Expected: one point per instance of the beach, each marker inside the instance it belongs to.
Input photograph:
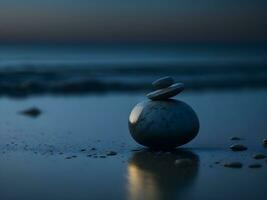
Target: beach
(63, 152)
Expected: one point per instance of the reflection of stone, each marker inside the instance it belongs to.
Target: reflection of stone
(154, 175)
(163, 124)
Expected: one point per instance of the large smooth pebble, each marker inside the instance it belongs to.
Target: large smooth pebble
(163, 124)
(163, 82)
(166, 93)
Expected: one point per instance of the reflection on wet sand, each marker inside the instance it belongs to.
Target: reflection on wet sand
(154, 175)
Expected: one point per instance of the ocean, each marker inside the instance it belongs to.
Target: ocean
(29, 69)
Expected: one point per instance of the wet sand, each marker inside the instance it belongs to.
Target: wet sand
(63, 153)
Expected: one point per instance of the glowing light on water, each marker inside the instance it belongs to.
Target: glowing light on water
(134, 116)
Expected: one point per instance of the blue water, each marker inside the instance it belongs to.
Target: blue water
(86, 68)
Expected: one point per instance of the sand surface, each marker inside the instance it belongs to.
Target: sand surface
(62, 153)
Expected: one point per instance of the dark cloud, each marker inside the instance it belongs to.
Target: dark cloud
(174, 20)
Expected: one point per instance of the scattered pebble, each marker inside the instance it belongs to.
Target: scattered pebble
(136, 150)
(111, 153)
(235, 138)
(238, 147)
(259, 156)
(31, 112)
(255, 166)
(233, 165)
(185, 162)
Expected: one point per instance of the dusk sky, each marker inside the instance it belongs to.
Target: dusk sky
(128, 20)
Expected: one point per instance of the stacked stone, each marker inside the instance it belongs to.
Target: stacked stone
(165, 89)
(163, 123)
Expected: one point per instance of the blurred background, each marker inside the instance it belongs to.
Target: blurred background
(73, 47)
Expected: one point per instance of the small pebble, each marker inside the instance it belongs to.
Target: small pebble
(235, 138)
(255, 166)
(233, 165)
(238, 147)
(259, 156)
(111, 153)
(166, 93)
(31, 112)
(185, 162)
(163, 82)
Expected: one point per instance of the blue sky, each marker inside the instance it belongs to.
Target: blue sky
(128, 20)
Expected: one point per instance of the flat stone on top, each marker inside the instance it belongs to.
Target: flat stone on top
(163, 82)
(166, 93)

**Task to complete:** Reproduce all of the data above verbatim, from the first line to the last, and leave the pictures out.

**Right answer:**
Expected: one point per instance of the beach, each marker inside the instance it belongs to.
Input photograph:
Target: beach
(63, 152)
Expected: one point per instance of the reflection of stone, each marker inside the instance it belongs to.
Target: reflection of stone
(154, 175)
(163, 124)
Expected: one point per instance of the large smooth pebble, each marker inside the instance it belongs to.
Target: large smooth pebble
(163, 124)
(163, 82)
(166, 93)
Expected: one point per instance of the reflection on wet sand, each marker inside the instance it belongs to.
Target: reflection on wet sand
(154, 175)
Expected: one point per instance of the ocean, each marker inside the instance it belongs to.
Target: ocean
(29, 69)
Expected: one point per instance of the wet sand, each marker inside the instance it belongs to.
Target: wet sand
(63, 153)
Expected: one point per instance of the glowing light on water, each marker inside the instance it belongs to.
Target: glowing light on water
(134, 116)
Expected: one point per instance of the blue water, each marker inside the instance it belongs to.
Target: blue water
(86, 68)
Expected: one point per instance of the sand surface, each marker inside the instance it belongs to.
Target: sand surface
(62, 153)
Expected: one point per instance of the dark cloud, each marker inside the instance it belongs to.
Target: dark cloud
(174, 20)
Expected: one point per instance of the scattered pebble, each marker inside the instance it belongs to.
Target: scattered pebble
(136, 150)
(111, 153)
(235, 138)
(238, 147)
(259, 156)
(31, 112)
(255, 166)
(233, 165)
(185, 162)
Expected: one point per instance of the dusk sky, each marker inside the instance it belongs to.
Target: dusk sky
(128, 20)
Expected: one point per instance of the stacked stone, each marker inside the instance it belongs to.
Target: stacked stone
(165, 89)
(163, 123)
Expected: one point per instance of the blurred background, each marker inside the instance it belongs to.
Target: blurred background
(73, 47)
Expected: one point per instance of the small pebble, each marker inside the instance it belongs to.
Target: small pebble
(235, 138)
(255, 166)
(233, 165)
(238, 147)
(259, 156)
(111, 153)
(166, 93)
(31, 112)
(185, 162)
(163, 82)
Expected: one point per instance of the blue sky, each marker inside the instance it belongs to.
Target: blue sky
(128, 20)
Expected: one point per instance of the flat stone on top, each marker inside the instance it belongs to.
Target: flat stone on top
(163, 82)
(166, 93)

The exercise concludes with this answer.